> **Problem 1**:
In the PSA screening article, where did the men whose blood samples were analyzed live?
> **Problem 2**:
List every age or age range in years that the PSA screening article mentions.
> **Problem 3**:
Does the PSA screening article support each statement? (a) The men in the Malmö Preventive Project had regular PSA testing as part of their care. (b) Men with a PSA level of 1.0 ng/mL or higher at age 45 should be screened until around age 70. (c) The study's first author works at a center in Sweden.

> **Document excerpt**:
════════════════════
Single PSA test at 45 may predict aggressive PCa

April 22, 2013

A single PSA test at 45 years of age may help predict long-term risk of developing aggressive prostate cancer, according to a recent study.

A single PSA test at 45 years of age may help predict long-term risk of developing aggressive prostate cancer, according to a recent study.

"Our findings have led to recommendations that aim to ensure men get the maximum benefit from PSA screening," said first author Andrew Vickers, PhD, of Memorial Sloan-Kettering Cancer Center, New York.

Investigators analyzed blood samples from a group of more than 21,000 men living in Malmö, Sweden, who participated in a large research study known as the Malmö Preventive Project. Although these men did not undergo regular PSA testing as part of their care, some were diagnosed and treated for prostate cancer.

Dr. Vickers and co-authors were able to test PSA levels in the blood stored from study participants and review the medical treatment records of these men to determine the aggressiveness of their cancers.

After analyzing this information, the authors concluded that most men should have their first PSA test around age 45 years, unless they have a strong family history of prostate cancer. Age 40 may be too early, and age 50 may be too late to identify a man’s risk of developing an aggressive cancer, Dr. Vickers explained.

This initial test can be used to place men on one of two screening paths:

  • Men with a PSA level of 1.0 ng/mL or higher at age 45 are at an above-average risk of developing life-threatening prostate cancer. These men should be regularly screened for changes in PSA level until around age 70, with repeat PSA testing.

  • Men with a PSA level at or below 1.0 ng/mL should have two additional PSA tests, one in their early 50s and another at 60 years of age to ensure that their PSA levels remain low. Testing is not necessary after age 60 because any cancer that develops will likely be slow growing and not life threatening, according to the researchers.

 

"The big take-home message is that a single PSA test at age 45 can be used to predict a man’s long-term risk of developing an aggressive prostate cancer," Dr. Vickers said.

Study results were published online in the British Medical Journal (April 16, 2013).
════════════════════
> **Excerpted records**:
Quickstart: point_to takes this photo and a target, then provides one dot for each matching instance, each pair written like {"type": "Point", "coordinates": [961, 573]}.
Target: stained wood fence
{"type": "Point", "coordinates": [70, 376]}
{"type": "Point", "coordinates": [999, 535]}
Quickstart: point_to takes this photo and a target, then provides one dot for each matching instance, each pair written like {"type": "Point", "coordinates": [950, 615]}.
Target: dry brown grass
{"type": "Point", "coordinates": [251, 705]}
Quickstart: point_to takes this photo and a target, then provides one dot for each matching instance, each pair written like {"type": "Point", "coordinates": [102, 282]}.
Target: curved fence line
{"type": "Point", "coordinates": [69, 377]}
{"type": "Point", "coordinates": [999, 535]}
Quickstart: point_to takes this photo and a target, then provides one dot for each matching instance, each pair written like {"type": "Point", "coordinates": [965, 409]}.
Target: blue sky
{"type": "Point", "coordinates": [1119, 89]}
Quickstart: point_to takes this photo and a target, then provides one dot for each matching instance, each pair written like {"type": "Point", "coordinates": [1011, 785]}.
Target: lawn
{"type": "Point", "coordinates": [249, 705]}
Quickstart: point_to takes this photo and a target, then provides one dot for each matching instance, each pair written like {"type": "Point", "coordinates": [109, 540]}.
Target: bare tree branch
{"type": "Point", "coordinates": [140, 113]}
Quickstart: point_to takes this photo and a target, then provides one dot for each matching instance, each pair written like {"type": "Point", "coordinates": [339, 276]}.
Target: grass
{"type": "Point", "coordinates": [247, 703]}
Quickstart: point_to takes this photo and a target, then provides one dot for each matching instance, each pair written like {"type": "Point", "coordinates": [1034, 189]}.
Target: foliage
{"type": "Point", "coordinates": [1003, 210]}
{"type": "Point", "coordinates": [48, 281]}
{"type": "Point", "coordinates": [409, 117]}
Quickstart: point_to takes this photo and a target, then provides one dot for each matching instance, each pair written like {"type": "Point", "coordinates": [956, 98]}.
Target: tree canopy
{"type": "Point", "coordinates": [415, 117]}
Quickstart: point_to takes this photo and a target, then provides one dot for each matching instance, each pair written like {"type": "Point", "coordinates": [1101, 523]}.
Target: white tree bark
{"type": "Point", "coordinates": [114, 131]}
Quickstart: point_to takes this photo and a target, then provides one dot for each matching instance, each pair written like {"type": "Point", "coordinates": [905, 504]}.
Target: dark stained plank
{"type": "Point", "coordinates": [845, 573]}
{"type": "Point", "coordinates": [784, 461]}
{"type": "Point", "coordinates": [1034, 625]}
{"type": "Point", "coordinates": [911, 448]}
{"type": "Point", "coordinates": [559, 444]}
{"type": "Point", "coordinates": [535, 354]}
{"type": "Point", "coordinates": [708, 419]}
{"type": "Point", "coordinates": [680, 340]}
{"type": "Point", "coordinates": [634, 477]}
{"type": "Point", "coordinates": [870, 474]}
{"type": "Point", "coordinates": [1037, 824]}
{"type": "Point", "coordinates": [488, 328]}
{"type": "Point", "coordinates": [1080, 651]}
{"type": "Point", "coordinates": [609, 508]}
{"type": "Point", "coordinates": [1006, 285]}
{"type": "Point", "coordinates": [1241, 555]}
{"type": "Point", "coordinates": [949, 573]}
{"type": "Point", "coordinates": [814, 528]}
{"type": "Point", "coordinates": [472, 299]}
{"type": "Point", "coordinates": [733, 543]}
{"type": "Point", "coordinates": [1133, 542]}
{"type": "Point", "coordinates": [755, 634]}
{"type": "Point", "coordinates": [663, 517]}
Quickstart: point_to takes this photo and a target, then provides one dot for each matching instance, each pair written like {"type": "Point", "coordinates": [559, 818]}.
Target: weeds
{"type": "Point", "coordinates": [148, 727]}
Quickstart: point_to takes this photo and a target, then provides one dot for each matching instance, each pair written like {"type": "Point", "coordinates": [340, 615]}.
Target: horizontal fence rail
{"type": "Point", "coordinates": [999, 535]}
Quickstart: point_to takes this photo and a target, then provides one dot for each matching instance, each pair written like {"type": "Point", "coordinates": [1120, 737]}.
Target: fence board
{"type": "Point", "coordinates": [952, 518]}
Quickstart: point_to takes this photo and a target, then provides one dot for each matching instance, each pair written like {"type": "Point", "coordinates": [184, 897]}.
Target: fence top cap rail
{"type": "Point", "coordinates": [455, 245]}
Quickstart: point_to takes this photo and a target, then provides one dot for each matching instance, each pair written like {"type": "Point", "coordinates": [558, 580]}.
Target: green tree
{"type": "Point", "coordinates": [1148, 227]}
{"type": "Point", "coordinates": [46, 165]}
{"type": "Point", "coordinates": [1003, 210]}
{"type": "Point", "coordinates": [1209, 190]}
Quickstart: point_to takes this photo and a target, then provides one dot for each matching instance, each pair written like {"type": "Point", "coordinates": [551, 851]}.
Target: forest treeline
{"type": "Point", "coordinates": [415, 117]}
════════════════════
> **Reply 1**:
Malmö, Sweden.

> **Reply 2**:
45, 40, 50, 70, early 50s, 60

> **Reply 3**:
(a) No: "Although these men did not undergo regular PSA testing as part of their care"
(b) Yes: "These men should be regularly screened for changes in PSA level until around age 70, with repeat PSA testing."
(c) No: "first author Andrew Vickers, PhD, of Memorial Sloan-Kettering Cancer Center, New York"